TASK TO COMPLETE: Write out the passage below about parenting mishaps word for word, in full.

There are moments in a parent's life when they wonder how bat shit crazy that stork must have been to think they were capable of being a viable parent. You know the scenes - incidents when you hate yourself for screaming at your helpless potty training kid, for having had a poo accident in a department store and literally contaminating everything between the crime scene and the bathroom, forcing you to buy $200 worth of shit you don't need out of guilt, disgust and embarrassment - all the while, wondering why the hell you had kids to begin with. Or the nights, after a long and exhausting day, where you plop your kid in front of the TV, just so you can have a moment of veg and peace. Or the times when you immediately hand your kid your phone in a restaurant, already running the NickJR app, just so you can enjoy a conversation with grown ups for like 20 minutes. Or...in my case...the day the school asked my 6 year old to tell them "All About Mommy".

DATA SECTION:
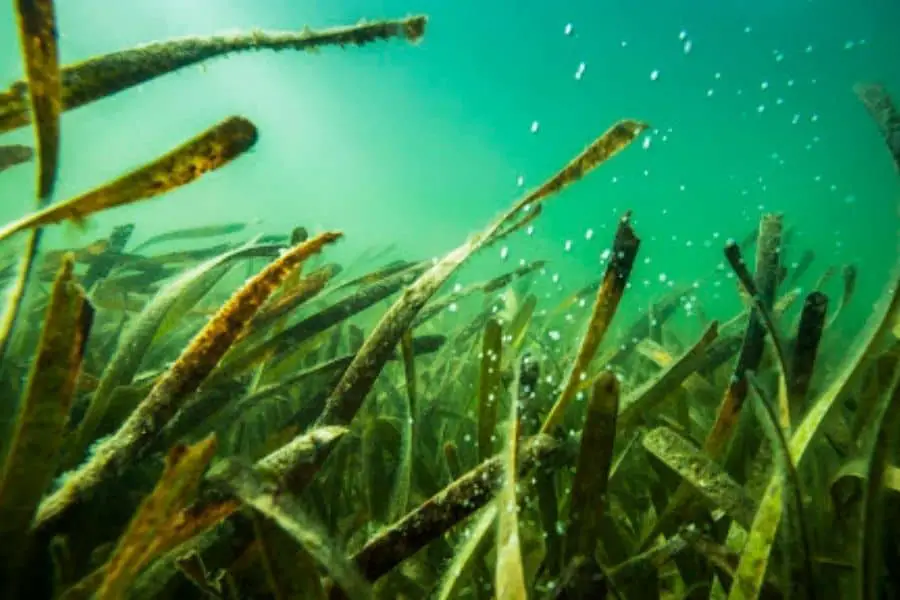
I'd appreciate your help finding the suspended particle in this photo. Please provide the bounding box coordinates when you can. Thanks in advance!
[575,62,585,81]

WORKED ANSWER:
There are moments in a parent's life when they wonder how bat shit crazy that stork must have been to think they were capable of being a viable parent. You know the scenes - incidents when you hate yourself for screaming at your helpless potty training kid, for having had a poo accident in a department store and literally contaminating everything between the crime scene and the bathroom, forcing you to buy $200 worth of shit you don't need out of guilt, disgust and embarrassment - all the while, wondering why the hell you had kids to begin with. Or the nights, after a long and exhausting day, where you plop your kid in front of the TV, just so you can have a moment of veg and peace. Or the times when you immediately hand your kid your phone in a restaurant, already running the NickJR app, just so you can enjoy a conversation with grown ups for like 20 minutes. Or...in my case...the day the school asked my 6 year old to tell them "All About Mommy".